◆ Exercise description: Display every line below that contains the word "skyline", treating uppercase and lowercase letters as distinct.

[Items from a dataset]
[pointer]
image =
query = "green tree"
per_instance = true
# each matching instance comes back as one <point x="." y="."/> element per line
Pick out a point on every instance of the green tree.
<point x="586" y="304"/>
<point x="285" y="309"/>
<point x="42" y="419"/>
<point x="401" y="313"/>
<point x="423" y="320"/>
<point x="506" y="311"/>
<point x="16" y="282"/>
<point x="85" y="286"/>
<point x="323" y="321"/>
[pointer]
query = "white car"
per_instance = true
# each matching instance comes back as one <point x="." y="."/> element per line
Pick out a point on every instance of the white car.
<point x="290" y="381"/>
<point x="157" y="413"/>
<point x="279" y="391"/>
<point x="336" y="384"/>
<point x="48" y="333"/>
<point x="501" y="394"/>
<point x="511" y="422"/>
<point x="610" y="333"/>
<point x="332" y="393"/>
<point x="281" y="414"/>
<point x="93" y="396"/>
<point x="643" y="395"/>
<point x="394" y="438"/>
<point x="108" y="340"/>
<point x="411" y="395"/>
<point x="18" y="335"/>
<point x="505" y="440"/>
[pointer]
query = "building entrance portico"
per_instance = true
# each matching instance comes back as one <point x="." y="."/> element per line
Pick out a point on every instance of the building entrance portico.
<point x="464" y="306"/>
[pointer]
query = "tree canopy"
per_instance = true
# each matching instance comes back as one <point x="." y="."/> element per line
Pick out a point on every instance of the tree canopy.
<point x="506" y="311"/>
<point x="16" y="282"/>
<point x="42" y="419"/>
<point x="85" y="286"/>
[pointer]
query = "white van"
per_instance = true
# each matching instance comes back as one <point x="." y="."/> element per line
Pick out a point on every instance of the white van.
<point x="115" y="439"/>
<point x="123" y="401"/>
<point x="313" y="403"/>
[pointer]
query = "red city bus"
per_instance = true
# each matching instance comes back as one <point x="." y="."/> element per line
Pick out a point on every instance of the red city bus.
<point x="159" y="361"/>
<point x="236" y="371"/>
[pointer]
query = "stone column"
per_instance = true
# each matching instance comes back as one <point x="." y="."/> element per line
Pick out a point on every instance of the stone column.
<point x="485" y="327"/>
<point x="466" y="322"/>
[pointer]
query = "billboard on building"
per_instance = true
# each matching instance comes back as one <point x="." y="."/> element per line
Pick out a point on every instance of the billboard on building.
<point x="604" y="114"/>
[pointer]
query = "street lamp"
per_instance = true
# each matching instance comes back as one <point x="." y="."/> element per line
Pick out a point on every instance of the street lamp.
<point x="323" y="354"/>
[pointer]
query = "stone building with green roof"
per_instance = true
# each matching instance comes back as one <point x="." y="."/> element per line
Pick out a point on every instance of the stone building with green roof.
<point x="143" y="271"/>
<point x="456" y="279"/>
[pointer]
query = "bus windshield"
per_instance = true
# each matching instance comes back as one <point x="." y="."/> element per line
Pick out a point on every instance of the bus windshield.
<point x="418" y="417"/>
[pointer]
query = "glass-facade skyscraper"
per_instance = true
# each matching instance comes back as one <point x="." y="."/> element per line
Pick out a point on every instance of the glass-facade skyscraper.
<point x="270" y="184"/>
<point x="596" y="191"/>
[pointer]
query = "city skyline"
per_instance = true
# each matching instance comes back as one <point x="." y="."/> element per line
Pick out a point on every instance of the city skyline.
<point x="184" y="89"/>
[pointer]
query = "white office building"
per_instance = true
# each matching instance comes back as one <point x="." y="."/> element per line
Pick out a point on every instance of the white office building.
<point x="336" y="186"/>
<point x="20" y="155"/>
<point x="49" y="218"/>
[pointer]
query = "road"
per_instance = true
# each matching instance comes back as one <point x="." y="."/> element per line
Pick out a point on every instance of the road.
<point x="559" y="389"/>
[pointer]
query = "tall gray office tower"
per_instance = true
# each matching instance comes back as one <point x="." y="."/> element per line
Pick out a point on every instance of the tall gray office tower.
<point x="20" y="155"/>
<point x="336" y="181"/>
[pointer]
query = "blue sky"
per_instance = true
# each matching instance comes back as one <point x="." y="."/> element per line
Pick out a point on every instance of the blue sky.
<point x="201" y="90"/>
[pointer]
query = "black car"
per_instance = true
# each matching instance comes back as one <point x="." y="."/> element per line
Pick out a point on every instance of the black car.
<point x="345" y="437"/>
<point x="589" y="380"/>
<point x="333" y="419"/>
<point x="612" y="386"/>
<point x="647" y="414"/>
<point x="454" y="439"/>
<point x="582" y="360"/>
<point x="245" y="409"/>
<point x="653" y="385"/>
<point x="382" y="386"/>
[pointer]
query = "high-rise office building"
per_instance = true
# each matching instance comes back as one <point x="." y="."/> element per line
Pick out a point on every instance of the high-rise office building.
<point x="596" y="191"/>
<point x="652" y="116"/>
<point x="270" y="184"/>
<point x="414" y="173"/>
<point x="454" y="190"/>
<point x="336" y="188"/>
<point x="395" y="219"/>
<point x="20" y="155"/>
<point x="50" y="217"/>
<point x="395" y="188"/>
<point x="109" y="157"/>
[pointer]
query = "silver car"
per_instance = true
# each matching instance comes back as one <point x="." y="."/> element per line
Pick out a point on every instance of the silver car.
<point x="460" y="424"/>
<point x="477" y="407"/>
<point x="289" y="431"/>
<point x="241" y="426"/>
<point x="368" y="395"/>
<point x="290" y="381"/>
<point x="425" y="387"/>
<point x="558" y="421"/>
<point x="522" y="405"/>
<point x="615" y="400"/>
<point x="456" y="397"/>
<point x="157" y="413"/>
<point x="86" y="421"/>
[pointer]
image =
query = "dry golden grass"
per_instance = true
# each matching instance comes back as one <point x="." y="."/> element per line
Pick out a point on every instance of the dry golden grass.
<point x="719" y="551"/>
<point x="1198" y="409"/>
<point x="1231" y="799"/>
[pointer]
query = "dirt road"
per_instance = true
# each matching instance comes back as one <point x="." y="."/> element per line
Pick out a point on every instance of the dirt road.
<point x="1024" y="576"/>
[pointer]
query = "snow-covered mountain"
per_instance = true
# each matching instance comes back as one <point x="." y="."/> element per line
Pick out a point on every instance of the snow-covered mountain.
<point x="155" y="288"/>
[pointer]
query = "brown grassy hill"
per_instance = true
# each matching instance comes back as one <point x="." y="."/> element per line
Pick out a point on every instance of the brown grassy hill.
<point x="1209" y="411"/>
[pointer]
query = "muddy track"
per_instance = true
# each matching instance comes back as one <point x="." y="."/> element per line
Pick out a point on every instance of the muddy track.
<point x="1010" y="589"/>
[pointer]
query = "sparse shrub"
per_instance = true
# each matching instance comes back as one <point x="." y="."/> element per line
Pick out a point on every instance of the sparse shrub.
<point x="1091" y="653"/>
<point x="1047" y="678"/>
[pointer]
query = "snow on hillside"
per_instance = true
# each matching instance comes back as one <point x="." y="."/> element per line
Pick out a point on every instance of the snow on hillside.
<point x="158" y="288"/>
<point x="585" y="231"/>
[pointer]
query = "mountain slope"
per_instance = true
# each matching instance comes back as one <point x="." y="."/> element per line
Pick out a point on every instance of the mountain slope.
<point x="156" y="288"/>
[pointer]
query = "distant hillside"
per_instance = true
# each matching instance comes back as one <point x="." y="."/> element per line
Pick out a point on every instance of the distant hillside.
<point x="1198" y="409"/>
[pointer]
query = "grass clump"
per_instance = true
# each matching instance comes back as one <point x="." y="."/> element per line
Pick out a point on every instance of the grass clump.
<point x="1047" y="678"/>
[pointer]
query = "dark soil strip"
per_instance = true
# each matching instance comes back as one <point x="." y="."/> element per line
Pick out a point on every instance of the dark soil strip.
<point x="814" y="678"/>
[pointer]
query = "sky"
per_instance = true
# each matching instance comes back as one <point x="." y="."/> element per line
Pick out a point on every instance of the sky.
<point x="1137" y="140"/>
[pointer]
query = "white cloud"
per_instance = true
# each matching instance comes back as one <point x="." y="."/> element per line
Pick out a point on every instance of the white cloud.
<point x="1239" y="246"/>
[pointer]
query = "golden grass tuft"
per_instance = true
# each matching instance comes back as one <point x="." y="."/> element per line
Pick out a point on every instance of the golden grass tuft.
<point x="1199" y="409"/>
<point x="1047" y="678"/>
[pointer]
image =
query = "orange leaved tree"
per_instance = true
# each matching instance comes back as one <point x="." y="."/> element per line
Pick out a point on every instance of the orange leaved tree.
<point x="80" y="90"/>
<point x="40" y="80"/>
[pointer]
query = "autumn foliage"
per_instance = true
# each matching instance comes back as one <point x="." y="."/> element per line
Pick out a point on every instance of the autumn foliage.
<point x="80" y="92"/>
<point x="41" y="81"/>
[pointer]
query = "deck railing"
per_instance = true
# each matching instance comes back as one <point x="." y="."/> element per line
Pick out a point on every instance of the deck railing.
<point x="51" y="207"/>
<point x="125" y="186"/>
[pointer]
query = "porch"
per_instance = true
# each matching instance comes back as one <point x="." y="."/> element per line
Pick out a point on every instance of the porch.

◆ Response to this exercise:
query = "city skyline"
Pick out a point on every instance of the city skyline.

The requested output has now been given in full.